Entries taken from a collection
■ ■ ■ ■

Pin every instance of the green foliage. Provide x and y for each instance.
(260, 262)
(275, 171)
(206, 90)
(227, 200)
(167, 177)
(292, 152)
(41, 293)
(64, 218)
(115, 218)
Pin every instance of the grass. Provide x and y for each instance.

■ ■ ■ ■

Required action:
Recopy all of the records verbatim.

Answer for this exercise:
Pin every instance of the green foliage. Provide x and y for each instance.
(260, 262)
(275, 171)
(206, 90)
(227, 200)
(167, 177)
(292, 152)
(41, 293)
(64, 218)
(115, 218)
Pin every instance of the grass. Provide x and y for each instance.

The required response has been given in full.